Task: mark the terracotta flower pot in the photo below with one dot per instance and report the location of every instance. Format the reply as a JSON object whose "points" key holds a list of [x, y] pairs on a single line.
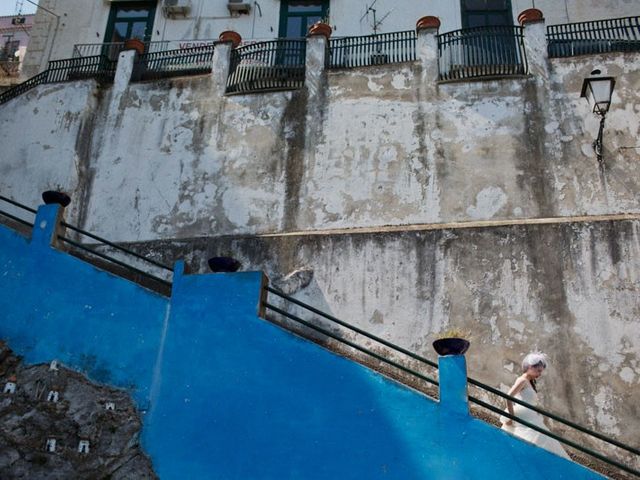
{"points": [[134, 44], [320, 28], [530, 15], [451, 346], [223, 264], [54, 197], [231, 36], [428, 22]]}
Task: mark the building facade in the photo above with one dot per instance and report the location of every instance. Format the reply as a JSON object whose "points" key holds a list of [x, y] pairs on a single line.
{"points": [[412, 195], [15, 31], [73, 27]]}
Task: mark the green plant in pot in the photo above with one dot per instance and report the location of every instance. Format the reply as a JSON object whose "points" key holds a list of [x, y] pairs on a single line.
{"points": [[321, 27], [453, 341]]}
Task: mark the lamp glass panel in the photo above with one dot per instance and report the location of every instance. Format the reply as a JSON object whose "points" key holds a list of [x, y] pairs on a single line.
{"points": [[601, 91]]}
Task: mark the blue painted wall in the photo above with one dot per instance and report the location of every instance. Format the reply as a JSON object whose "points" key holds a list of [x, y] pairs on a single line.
{"points": [[55, 306], [236, 397]]}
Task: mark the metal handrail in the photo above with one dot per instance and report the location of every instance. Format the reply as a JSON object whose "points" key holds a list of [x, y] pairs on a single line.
{"points": [[267, 66], [113, 260], [180, 62], [98, 67], [97, 238], [379, 49], [117, 247], [596, 36], [555, 436], [480, 52], [470, 380], [349, 343]]}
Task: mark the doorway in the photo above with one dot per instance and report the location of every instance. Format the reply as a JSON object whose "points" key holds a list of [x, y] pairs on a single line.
{"points": [[296, 16]]}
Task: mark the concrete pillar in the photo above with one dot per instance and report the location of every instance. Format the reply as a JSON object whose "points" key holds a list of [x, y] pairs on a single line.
{"points": [[126, 62], [220, 66], [47, 226], [453, 384], [535, 42], [317, 49], [427, 47]]}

STATED PROBLEM: Print the entries above exactly, taking out only the pictures.

CORRECT RESULT:
Task: mark the terracotta flower pot in the photo below with one dot per instance and report the location of every instance. Format the reply as a JSON object whose "points" key holds a list of [x, y] pairs on a single line.
{"points": [[134, 44], [320, 28], [530, 15], [451, 346], [223, 264], [54, 197], [231, 36], [428, 22]]}
Task: mark the building facade in the photo above with one dot per instance and report the location of every instance. Format the reply as a JSON object whose "points" key holds a list of [x, y] pairs on a single line.
{"points": [[412, 195], [15, 31], [73, 27]]}
Task: mark the green plant in pot in the photo above with one dot per instance and report the location of every instance. Format the reply as a JSON object whose "points" key holds a list of [x, y] pairs on a single line.
{"points": [[321, 27], [453, 341]]}
Task: mark the lamp glass panel in the photo above with one dot per instance and report the location of every instance. Format the reply as a JSON object whose "points" key holds a list of [x, y] pairs on a single line.
{"points": [[601, 91]]}
Task: mark the blue painted wall in the photo above with one dot per instance and report the location of every instance. Format the reply as a JSON object whose "points" key holds a list of [x, y] pairs on a single line.
{"points": [[55, 306], [236, 397]]}
Task: mark the metal handrail in the photo above with one dot per instance and report the location of every instance. Format the reply as a JSON object whose "points" key holds a list of [x, y] pairs on a single line.
{"points": [[267, 66], [113, 260], [180, 62], [98, 67], [97, 238], [379, 49], [117, 247], [596, 36], [555, 436], [480, 52], [470, 380], [349, 343]]}
Task: mark the doorway in the photo above with one dot per instance and report the location of every instance. Format the reply as a JSON object whose "points" key holds a list of [x, y] pairs on a single line.
{"points": [[296, 16]]}
Task: mark the concrete pillar in the photo above with one dot per instance and report the location of every instance. Format the reply as a JSON object whose "points" key holds a list of [x, y] pairs on a single line.
{"points": [[126, 62], [220, 66], [47, 226], [453, 384], [535, 42], [317, 49], [427, 47]]}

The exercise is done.